◆ **Document text**

*-*-*

A web-friend of mine just interviewed for a tech lead position at Google. Here's a (slightly tidied up and anonymized) version of their experiences:
Most of my work, at least at the start, should be in "production software"--googlese for the software that helps keep Google's amazingly huge distributed system running smoothly and seamlessly, and is mostly Python though with ample helpings of C++ here and there and a little bit of Java where integration is needed with some Java-centric application server (e.g. to serve google-ads on sites using such servers).
Plenty of "sideshows" doing such things as statistical analysis and data mining on the huge wealth of data Google collects, maybe giving [name deleted]'s team a hand in data-quality assurance, etc, etc. Plus, every Google techie is supposed to use 20% of his time working on his or her own pet projects which might become Google's Next Big Thing---that's how gmail was born.

*-*-*

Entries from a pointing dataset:
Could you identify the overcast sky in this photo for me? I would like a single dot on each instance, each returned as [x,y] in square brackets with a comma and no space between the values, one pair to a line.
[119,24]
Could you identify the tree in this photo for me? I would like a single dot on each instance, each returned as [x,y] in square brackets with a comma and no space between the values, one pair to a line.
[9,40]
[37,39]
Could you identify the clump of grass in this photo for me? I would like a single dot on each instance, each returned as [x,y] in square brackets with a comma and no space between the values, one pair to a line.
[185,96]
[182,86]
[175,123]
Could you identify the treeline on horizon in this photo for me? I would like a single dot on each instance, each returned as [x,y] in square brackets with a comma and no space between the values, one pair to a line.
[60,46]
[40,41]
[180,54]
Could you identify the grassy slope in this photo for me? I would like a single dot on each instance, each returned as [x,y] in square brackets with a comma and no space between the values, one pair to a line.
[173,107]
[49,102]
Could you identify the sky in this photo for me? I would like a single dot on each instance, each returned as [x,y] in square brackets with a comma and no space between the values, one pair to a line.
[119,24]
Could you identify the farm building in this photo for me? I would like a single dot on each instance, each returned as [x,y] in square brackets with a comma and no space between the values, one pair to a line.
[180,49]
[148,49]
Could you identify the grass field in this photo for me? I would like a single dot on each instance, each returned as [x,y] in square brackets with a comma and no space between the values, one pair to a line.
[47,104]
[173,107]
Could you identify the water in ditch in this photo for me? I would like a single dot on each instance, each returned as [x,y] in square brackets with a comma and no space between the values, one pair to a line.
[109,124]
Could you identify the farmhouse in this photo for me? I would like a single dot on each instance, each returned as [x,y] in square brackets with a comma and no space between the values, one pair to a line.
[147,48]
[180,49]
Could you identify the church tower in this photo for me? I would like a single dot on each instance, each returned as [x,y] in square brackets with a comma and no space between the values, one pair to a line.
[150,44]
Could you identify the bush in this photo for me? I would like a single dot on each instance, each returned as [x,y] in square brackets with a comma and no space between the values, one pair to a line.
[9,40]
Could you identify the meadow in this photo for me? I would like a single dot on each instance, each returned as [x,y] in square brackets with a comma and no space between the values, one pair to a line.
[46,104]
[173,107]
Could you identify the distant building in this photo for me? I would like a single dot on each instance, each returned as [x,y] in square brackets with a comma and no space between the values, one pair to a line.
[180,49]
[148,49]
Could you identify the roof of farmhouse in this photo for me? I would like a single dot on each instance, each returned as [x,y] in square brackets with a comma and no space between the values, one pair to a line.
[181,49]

*-*-*

◆ **What you will do**
In the text about the Google tech lead interview, what share of their time is every Google techie supposed to spend on their own pet projects?

◆ **Final result**
20% of their time.